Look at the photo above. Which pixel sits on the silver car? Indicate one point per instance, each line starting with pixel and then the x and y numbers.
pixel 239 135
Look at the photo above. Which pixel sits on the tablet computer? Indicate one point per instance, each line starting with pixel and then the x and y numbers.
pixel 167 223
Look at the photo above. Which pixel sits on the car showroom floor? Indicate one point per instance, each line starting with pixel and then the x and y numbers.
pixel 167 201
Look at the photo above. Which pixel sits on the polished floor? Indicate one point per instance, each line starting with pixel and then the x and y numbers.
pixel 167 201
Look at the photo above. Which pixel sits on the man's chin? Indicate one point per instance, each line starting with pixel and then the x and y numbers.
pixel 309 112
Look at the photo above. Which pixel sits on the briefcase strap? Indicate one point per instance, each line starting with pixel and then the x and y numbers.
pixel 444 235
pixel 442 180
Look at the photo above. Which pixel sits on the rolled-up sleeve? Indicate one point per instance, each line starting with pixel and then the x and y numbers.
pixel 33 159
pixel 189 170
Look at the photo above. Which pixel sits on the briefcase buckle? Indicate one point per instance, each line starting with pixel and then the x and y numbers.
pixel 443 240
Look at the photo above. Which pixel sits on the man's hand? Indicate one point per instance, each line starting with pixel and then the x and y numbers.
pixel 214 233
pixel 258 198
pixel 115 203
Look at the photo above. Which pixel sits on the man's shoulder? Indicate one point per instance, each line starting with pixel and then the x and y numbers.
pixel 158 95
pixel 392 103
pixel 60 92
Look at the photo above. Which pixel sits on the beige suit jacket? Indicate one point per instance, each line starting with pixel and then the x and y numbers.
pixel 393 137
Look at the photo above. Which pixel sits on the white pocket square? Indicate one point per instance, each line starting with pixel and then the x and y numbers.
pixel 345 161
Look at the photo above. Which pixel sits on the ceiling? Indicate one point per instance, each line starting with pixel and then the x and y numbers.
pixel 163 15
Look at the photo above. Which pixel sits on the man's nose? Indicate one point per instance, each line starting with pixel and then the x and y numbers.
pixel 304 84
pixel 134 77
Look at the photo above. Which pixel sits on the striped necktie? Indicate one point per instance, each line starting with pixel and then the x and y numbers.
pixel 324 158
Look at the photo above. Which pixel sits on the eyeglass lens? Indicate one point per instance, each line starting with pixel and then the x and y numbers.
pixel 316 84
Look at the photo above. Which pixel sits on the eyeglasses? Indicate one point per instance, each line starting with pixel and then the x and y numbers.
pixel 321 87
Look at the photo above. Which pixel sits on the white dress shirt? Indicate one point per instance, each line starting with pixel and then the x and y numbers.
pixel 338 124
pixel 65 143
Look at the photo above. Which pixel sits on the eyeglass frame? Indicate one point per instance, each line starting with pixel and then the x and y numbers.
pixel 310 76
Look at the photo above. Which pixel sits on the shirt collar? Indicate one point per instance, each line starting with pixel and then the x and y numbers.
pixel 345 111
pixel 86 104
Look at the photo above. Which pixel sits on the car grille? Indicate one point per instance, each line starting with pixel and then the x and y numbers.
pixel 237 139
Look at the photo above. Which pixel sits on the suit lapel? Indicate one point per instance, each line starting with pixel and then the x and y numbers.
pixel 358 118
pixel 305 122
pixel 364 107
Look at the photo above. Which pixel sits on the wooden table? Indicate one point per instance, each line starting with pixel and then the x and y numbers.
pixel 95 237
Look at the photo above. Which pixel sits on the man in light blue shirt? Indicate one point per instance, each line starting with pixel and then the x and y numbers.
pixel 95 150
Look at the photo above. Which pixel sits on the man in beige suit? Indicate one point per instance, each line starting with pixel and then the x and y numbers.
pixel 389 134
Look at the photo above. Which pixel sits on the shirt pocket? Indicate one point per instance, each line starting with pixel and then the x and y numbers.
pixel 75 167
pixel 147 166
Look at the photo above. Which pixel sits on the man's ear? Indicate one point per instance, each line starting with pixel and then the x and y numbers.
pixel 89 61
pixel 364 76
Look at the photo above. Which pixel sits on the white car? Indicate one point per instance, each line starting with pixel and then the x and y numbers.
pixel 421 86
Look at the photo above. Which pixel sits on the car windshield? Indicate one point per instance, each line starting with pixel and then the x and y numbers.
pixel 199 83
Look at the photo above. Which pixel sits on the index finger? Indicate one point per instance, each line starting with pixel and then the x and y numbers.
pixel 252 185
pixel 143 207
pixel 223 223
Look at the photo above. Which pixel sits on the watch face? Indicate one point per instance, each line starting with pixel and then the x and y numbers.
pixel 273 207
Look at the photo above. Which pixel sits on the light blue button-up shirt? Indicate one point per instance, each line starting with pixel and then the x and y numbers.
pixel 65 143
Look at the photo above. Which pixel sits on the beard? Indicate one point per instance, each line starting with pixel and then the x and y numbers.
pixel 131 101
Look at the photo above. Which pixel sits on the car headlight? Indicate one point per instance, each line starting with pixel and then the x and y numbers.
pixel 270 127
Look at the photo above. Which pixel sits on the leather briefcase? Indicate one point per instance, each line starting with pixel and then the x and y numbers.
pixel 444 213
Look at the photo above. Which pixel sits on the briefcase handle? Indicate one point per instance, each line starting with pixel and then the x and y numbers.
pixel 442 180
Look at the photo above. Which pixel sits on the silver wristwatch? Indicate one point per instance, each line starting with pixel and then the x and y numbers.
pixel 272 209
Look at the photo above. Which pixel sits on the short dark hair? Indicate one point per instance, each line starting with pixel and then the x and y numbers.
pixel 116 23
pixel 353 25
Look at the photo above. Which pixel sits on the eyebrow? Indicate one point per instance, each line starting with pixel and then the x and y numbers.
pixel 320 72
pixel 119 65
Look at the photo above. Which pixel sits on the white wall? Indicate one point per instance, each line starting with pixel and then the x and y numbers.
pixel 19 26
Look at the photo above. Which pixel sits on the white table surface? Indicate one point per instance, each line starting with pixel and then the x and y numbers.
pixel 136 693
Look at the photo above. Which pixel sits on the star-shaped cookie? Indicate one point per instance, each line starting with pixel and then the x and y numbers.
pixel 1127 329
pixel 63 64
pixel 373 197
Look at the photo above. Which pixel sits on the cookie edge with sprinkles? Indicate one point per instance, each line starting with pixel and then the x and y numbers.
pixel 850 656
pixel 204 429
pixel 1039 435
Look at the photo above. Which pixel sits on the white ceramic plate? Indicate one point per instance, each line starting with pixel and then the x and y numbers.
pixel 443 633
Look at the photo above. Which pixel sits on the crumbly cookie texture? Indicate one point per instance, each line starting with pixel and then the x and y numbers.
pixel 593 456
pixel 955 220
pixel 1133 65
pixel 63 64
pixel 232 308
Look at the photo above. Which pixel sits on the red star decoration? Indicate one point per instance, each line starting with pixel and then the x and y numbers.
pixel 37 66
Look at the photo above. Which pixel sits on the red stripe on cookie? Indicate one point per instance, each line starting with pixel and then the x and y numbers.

=====

[Task details]: Transcribe every record exactly, keeping each line as it is.

[Output for this exercise]:
Look at the photo above. Which pixel sits on the silver car? Indicate one point per instance, each line starting with pixel and then the x and y numbers.
pixel 239 135
Look at the photo above. Which pixel sits on the tablet computer? Indicate one point per instance, each line starting with pixel and then the x and y numbers.
pixel 167 223
Look at the photo above. Which pixel sits on the car showroom floor? Indicate one point per instance, each line starting with pixel and then the x and y numbers.
pixel 167 201
Look at the photo above. Which pixel sits on the polished floor? Indicate one point per instance, each line starting with pixel and then the x and y numbers.
pixel 167 201
Look at the photo above. Which pixel sits on the man's chin? Indicate one point per instance, each line starting with pixel and then the x and y numbers.
pixel 309 112
Look at the photo above. Which pixel sits on the briefcase strap? Indicate one point per instance, each line starting with pixel and then the x and y numbers.
pixel 444 235
pixel 442 180
Look at the photo above. Which pixel sits on the rolled-up sleeve? Indicate one point per instance, each line starting with pixel and then the x and y numbers.
pixel 33 159
pixel 189 170
Look at the photo above. Which pixel sits on the briefcase buckle? Indicate one point per instance, each line starting with pixel and then the x and y numbers.
pixel 443 240
Look at the photo above. Which pixel sits on the man's hand? Indicate one point per instance, each line starting with pixel and then the x and y numbers.
pixel 214 233
pixel 258 198
pixel 115 203
Look at the photo above. Which pixel sits on the man's shoulder? Indicate one point per instance, each line starting with pixel and then the x and y numbers.
pixel 158 95
pixel 392 103
pixel 60 92
Look at the photo above. Which pixel sits on the beige suit jacket? Indicate one point per instance, each line starting with pixel and then the x and y numbers.
pixel 393 137
Look at the photo above. Which pixel sits on the white pocket square? Indicate one point per instance, each line starting with pixel and then the x and y numbers.
pixel 345 161
Look at the photo above. Which pixel sits on the ceiling? Indicate one point per instance, each line starting with pixel and then the x and y numbers.
pixel 163 15
Look at the photo above. Which pixel sits on the man's nose? Indicate one point per instance, each line starting with pixel and then the x and y numbers.
pixel 304 84
pixel 134 77
Look at the photo above. Which pixel sits on the striped necktie? Indicate one point per instance, each line starting with pixel and then the x and y numbers.
pixel 324 158
Look at the photo above. Which pixel sits on the eyeglass lens? Indicate one point per instance, each line starting with pixel and then the x and y numbers.
pixel 316 84
Look at the photo above. Which pixel sits on the eyeglasses? Indicate one point per instance, each line starting with pixel and then the x and y numbers.
pixel 321 87
Look at the photo above. Which pixel sits on the white dress shirt? Indicate one point per instance, each line starting with pixel and then the x and y numbers.
pixel 338 124
pixel 65 143
Look at the photo above. Which pixel sits on the eyeglass frame? Indicate one point per instance, each line starting with pixel and then the x and y numbers.
pixel 310 76
Look at the photo above. Which pixel sits on the shirt collar? Indicate one point per instance, each line starting with pixel and then the x and y numbers.
pixel 345 111
pixel 86 104
Look at the photo above. Which pixel sits on the car grille? Indicate one point per instance, each line starting with pixel and then the x and y numbers.
pixel 237 139
Look at the photo above. Which pixel sits on the suit lapel? Indicate one point per instance, each line starting with pixel and then the x and y numbers.
pixel 358 118
pixel 305 122
pixel 364 107
Look at the photo above. Which pixel sits on the wooden table? Indicate one point per instance, each line starting with pixel and then the x and y numbers.
pixel 95 237
Look at the photo above. Which pixel sits on the man in light blue shirt? Indicate one point per instance, each line starting with pixel and then the x and y numbers.
pixel 95 150
Look at the photo above. Which pixel sits on the man in beige suit? Indicate one point per instance, each line starting with pixel and then the x and y numbers.
pixel 389 134
Look at the photo above. Which pixel sits on the shirt pocket? Indicate one point per instance, each line starting with pixel and then the x and y numbers.
pixel 75 167
pixel 147 166
Look at the photo above. Which pixel sits on the man's ear? Indicate one point per instance, each line starting with pixel and then the x and y numbers.
pixel 89 61
pixel 364 76
Look at the photo above. Which pixel sits on the white car? Indicate one point per instance, each line starting with pixel and then the x and y numbers.
pixel 421 86
Look at the photo above. Which pixel sits on the car windshield? Indicate one point per instance, each line starting with pixel and then the x and y numbers.
pixel 199 83
Look at the photo above. Which pixel sits on the index finger? Indicate one point per instance, each line starting with pixel and then the x and y numbers.
pixel 252 185
pixel 143 207
pixel 223 223
Look at the photo above. Which pixel sits on the watch face? Indicate one point per instance, each line starting with pixel and then the x and y numbers.
pixel 273 207
Look at the photo above. Which pixel sits on the light blue button-up shirt? Indicate one point per instance, each line starting with pixel and then the x and y numbers.
pixel 65 143
Look at the photo above. Which pixel sits on the beard? Indicate one point per instance, each line starting with pixel and then the x and y numbers.
pixel 131 101
Look at the photo above. Which pixel sits on the car headlight? Indicate one point per instance, each line starting with pixel and then the x and y numbers.
pixel 270 127
Look at the photo above. Which pixel sits on the leather briefcase? Indicate one point per instance, each line starting with pixel and then the x and y numbers.
pixel 444 213
Look at the photo above. Which pixel sits on the briefcase handle? Indicate one point per instance, each line starting with pixel and then the x and y numbers.
pixel 442 180
Look at the photo above. Which pixel sits on the silver wristwatch? Indicate one point per instance, each line starting with pixel and then the x and y numbers.
pixel 272 209
Look at the photo above. Which pixel sits on the short dark hair? Indicate one point per instance, each line starting with pixel and then the x and y numbers.
pixel 116 23
pixel 353 25
Look at the photo above. Which pixel sits on the eyebrow? Indicate one point per instance, each line starting with pixel and then the x and y numbers.
pixel 320 72
pixel 119 65
Look at the photo above. Which pixel sits on the white wall? Indicate one point per instance, each line starting with pixel and then the x and y numbers.
pixel 19 26
Look at the photo above. Which pixel sits on the white table surface? Indicate one point per instance, each line starting with pixel and then the x and y numbers.
pixel 136 693
Look at the photo above. Which pixel sits on the star-shaped cookie? Indicate one point per instance, each line starting with pixel and then the x and y numbers.
pixel 1127 329
pixel 63 64
pixel 373 197
Look at the photo above. Which pixel sits on the cookie edge with sprinkles? Indicate one point per instance, each line starting with pixel and then the x and y numbers.
pixel 850 656
pixel 204 429
pixel 1039 435
Look at the photo above. Which pixel sits on the white ceramic plate? Indicate one point per instance, each line starting with pixel and then the x and y numbers.
pixel 443 633
Look at the photo above. Which pixel sits on the crumbly cookie texture? Indicate one point per instance, each line starting with pixel and then the x and y numbers.
pixel 593 456
pixel 955 220
pixel 1133 65
pixel 63 64
pixel 232 308
Look at the photo above. Which pixel sits on the red star decoration? Indicate one point per instance, each line starting with pixel and then the x and y numbers.
pixel 37 66
Look at the photo above. Which pixel sits on the red stripe on cookie? Indicate one point per instance, each line starting with pixel and then the x and y numbers.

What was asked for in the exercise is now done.